** Start of Provided records **

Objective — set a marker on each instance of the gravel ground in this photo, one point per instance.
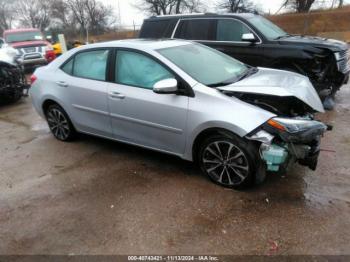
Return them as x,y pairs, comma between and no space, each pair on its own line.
95,196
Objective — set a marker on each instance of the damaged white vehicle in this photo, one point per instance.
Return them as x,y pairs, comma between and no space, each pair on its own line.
184,99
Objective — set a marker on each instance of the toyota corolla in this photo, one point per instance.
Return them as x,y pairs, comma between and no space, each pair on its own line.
184,99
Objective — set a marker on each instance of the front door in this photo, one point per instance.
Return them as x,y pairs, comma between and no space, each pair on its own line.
139,115
84,82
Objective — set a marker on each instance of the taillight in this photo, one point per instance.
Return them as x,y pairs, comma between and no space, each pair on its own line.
33,78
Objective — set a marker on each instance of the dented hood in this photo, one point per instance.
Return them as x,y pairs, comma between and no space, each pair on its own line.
278,83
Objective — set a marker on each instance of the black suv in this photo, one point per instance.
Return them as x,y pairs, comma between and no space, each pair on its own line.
256,41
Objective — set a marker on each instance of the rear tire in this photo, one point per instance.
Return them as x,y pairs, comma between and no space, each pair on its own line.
229,160
59,123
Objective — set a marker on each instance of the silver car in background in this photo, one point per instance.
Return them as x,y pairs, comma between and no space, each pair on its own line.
185,99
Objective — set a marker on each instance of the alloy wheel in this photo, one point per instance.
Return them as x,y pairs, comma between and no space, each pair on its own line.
58,124
225,163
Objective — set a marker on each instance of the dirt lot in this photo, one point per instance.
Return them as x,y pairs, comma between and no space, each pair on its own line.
95,196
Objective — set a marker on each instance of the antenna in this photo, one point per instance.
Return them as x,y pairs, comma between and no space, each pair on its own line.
119,14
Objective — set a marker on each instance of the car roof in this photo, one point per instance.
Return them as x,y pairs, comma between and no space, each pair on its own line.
141,44
21,30
201,15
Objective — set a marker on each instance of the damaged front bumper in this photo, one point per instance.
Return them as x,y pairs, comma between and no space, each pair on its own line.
286,140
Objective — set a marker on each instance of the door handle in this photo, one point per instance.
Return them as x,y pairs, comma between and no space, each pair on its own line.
62,83
117,95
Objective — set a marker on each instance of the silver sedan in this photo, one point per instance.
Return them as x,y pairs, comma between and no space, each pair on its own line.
184,99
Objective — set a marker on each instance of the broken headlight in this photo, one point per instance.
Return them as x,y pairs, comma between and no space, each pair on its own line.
295,129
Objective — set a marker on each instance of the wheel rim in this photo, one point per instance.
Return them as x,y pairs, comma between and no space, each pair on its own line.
58,124
225,163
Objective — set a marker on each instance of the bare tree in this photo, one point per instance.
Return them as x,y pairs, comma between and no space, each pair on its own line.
34,13
237,6
165,7
99,16
300,6
7,14
91,15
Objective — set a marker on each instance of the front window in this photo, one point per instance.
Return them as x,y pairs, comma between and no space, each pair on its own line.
267,28
135,69
206,65
24,36
90,64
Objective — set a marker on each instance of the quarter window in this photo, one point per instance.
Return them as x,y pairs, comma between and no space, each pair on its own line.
135,69
196,29
68,67
231,30
90,64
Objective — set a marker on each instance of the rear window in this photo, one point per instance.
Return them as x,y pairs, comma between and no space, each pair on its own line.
196,29
157,29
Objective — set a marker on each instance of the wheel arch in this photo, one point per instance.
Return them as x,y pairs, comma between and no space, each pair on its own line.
48,102
204,134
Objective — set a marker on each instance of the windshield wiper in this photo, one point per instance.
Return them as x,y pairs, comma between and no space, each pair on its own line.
282,36
250,71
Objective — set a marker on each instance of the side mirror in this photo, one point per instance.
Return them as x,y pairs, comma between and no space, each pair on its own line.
166,86
249,37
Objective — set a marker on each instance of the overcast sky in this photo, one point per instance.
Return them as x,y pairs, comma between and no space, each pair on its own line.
129,14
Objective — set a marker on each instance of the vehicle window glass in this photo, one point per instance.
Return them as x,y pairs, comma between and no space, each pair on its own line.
157,29
91,64
267,28
196,29
206,65
68,67
135,69
231,30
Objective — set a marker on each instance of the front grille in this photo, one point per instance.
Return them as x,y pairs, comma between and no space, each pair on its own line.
344,62
31,49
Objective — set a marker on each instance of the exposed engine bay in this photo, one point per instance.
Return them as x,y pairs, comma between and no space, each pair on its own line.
287,106
12,78
293,136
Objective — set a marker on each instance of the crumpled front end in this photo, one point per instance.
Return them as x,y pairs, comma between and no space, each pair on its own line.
287,140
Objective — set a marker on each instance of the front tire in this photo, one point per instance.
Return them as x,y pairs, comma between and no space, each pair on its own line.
229,161
59,123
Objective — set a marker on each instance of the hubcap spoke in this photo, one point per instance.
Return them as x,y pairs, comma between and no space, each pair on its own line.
225,163
58,124
213,168
213,153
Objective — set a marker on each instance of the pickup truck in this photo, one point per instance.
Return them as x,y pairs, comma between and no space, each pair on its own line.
33,49
256,41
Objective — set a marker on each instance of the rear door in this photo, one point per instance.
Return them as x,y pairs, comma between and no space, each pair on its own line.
223,34
139,115
84,83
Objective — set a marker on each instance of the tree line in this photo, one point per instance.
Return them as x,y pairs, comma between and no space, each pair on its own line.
165,7
69,16
74,17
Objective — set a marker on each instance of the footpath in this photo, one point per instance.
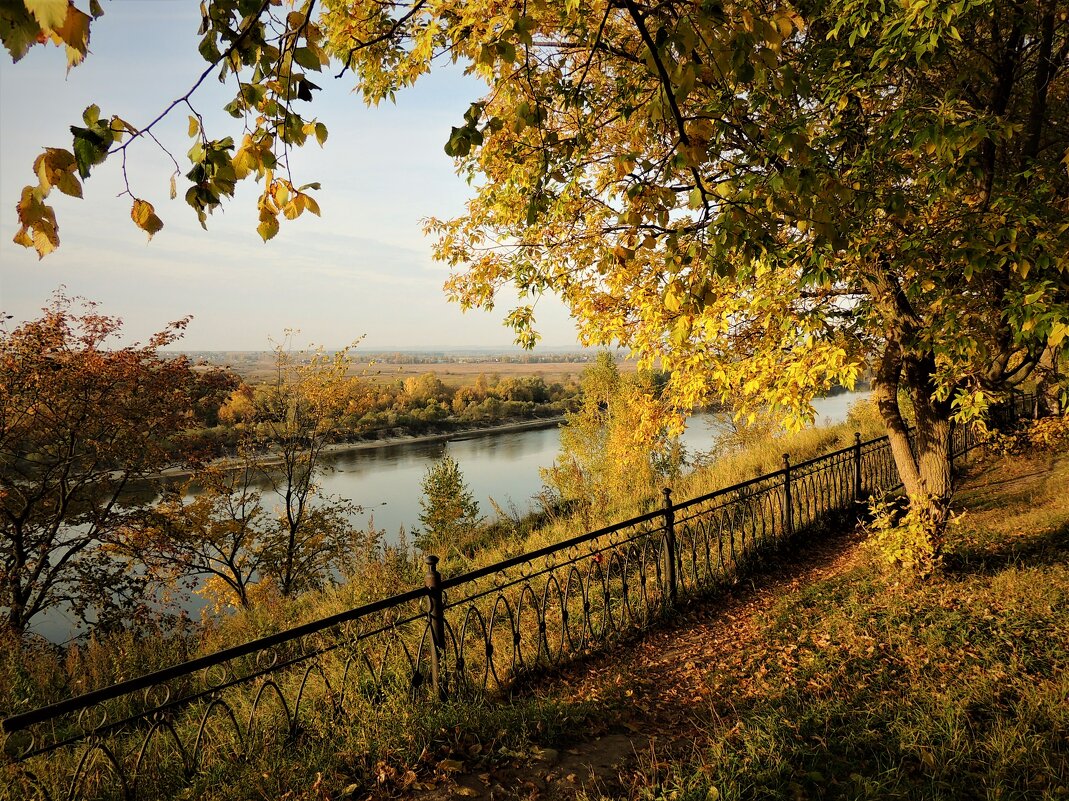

** End of Provided records **

### Instructions to follow
Pull out every line of the data above that contains the string "vehicle", treating uppercase and lowercase as different.

### Result
Objective — set a marker on each instance of the damaged white vehicle in this photo, one point per instance.
Objective — set a marker on each instance of the vehicle window glass in this photo, one point per instance.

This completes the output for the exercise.